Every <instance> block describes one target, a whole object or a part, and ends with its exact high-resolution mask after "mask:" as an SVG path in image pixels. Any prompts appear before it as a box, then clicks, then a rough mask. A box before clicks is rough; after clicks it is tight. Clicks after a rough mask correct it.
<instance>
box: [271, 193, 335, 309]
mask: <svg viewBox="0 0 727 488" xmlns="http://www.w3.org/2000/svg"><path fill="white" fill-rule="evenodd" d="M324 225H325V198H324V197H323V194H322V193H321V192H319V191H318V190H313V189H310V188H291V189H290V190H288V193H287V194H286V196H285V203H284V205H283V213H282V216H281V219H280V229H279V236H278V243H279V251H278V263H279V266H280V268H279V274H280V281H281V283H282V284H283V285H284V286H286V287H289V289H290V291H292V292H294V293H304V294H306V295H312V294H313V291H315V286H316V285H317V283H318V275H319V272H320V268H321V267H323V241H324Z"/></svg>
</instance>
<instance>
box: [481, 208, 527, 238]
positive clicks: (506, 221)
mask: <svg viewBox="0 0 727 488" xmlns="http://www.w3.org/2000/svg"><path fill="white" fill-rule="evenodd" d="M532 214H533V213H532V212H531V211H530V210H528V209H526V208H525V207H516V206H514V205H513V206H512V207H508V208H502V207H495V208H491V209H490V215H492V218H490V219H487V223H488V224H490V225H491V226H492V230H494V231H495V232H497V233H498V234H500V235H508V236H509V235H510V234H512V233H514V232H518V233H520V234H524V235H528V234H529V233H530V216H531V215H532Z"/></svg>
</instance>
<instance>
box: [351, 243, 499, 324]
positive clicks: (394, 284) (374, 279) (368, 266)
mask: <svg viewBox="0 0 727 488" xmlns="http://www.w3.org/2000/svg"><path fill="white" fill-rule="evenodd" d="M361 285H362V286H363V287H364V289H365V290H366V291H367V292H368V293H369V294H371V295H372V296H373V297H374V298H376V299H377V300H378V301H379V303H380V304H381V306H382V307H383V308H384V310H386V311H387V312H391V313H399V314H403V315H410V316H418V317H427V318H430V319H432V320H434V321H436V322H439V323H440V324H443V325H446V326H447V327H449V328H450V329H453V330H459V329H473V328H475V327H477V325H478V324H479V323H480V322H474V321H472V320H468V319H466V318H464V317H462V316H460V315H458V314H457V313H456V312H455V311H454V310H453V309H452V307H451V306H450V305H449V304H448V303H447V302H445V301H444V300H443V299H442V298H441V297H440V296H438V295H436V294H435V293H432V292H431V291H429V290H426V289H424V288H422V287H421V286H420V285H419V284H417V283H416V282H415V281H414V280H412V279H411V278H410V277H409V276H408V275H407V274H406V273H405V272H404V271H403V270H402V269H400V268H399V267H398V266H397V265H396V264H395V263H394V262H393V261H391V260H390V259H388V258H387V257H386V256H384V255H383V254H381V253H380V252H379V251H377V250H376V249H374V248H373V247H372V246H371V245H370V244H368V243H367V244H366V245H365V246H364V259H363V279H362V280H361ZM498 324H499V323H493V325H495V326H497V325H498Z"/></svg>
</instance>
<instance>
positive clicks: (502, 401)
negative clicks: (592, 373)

* * *

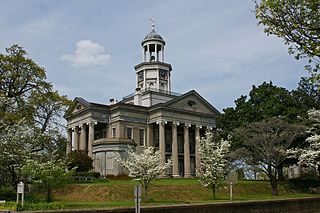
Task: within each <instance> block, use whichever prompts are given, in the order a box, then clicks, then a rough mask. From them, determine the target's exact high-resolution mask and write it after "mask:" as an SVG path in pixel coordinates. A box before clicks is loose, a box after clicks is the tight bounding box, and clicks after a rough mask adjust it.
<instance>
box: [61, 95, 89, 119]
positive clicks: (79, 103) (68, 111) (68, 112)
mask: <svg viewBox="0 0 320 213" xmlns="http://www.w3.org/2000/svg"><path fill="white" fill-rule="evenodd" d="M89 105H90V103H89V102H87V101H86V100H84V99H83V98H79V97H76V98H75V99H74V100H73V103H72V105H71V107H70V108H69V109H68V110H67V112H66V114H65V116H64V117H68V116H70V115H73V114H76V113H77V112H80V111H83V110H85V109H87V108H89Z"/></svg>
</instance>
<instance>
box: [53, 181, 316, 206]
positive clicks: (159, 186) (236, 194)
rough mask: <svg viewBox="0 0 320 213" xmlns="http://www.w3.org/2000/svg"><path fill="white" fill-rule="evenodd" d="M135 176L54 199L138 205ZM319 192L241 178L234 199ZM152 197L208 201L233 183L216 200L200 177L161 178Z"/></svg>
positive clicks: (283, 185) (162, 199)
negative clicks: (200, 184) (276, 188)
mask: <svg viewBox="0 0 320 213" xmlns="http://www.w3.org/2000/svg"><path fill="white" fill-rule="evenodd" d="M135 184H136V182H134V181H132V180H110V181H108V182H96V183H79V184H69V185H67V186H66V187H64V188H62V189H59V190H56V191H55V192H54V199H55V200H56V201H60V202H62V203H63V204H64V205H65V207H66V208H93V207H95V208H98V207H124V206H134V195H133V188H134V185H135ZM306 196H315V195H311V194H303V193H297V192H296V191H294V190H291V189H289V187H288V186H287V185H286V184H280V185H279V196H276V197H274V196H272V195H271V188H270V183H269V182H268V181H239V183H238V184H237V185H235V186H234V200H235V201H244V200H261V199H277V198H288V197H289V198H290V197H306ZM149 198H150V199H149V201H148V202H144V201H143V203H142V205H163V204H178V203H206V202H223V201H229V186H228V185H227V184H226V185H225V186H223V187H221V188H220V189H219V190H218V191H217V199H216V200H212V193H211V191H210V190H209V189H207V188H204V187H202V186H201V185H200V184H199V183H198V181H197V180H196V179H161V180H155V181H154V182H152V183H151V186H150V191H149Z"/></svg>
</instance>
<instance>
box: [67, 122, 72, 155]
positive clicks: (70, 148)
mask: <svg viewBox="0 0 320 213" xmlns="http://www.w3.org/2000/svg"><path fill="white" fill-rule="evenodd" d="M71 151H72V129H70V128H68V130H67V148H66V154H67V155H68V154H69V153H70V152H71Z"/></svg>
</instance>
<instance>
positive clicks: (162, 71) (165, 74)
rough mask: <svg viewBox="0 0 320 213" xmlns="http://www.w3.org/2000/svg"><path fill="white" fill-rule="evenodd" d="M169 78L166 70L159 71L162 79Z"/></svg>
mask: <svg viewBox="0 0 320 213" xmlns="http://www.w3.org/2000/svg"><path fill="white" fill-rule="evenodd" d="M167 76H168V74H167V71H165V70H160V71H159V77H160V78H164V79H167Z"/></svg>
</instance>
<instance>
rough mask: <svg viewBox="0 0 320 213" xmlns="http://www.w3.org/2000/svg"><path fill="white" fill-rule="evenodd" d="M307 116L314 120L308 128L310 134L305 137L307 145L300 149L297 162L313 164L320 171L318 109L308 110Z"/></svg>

**What needs to be done**
Reply by stating only how many lines in the listing hold the word "after".

**Task result**
2